- The problem
List every line of the entries below that contains the word "white" and copy each one in full.

[Entries in a dataset]
════════════════
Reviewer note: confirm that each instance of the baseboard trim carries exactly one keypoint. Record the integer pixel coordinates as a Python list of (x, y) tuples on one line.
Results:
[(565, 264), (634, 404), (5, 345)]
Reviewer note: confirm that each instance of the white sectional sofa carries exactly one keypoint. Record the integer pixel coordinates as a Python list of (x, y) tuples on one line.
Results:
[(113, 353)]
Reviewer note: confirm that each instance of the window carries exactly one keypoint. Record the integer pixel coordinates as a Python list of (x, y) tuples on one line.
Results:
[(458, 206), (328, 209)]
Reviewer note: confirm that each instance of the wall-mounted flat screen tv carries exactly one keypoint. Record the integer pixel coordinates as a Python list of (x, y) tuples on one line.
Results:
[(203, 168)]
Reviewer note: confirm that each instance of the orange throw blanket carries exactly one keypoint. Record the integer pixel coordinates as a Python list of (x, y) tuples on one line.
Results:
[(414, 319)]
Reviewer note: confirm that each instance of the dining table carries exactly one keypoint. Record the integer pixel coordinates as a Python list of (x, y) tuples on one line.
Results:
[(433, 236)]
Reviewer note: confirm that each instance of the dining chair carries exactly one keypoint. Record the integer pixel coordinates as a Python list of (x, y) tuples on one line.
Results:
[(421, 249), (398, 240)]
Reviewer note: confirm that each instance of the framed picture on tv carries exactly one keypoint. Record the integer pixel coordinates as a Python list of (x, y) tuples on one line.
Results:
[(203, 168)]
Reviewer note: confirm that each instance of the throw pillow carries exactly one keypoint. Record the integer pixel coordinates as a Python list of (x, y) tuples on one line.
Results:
════════════════
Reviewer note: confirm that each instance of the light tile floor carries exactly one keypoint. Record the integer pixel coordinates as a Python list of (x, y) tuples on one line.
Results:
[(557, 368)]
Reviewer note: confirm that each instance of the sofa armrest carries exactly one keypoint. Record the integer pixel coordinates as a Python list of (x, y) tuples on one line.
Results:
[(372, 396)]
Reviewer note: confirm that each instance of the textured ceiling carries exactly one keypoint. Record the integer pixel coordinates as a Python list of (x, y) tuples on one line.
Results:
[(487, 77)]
════════════════
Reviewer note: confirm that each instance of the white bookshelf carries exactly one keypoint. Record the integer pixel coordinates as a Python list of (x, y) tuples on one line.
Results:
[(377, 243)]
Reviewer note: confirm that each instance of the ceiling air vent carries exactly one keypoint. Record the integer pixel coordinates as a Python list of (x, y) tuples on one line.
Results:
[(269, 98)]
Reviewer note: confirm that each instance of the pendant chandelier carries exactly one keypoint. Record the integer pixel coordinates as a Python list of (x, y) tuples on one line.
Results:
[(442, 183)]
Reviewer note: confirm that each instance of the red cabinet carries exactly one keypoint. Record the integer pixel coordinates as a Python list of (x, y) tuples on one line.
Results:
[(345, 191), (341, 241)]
════════════════
- Task response
Reviewer note: confirm that each instance of the white sectional sofa carries exactly one keypoint. Record the integer pixel coordinates as a Python list of (x, y) tuples on one line.
Reviewer note: confirm that each instance of the white bookshelf carries exactly one keypoint. Record the integer pixel coordinates as a Python list of (x, y) tuples on one line.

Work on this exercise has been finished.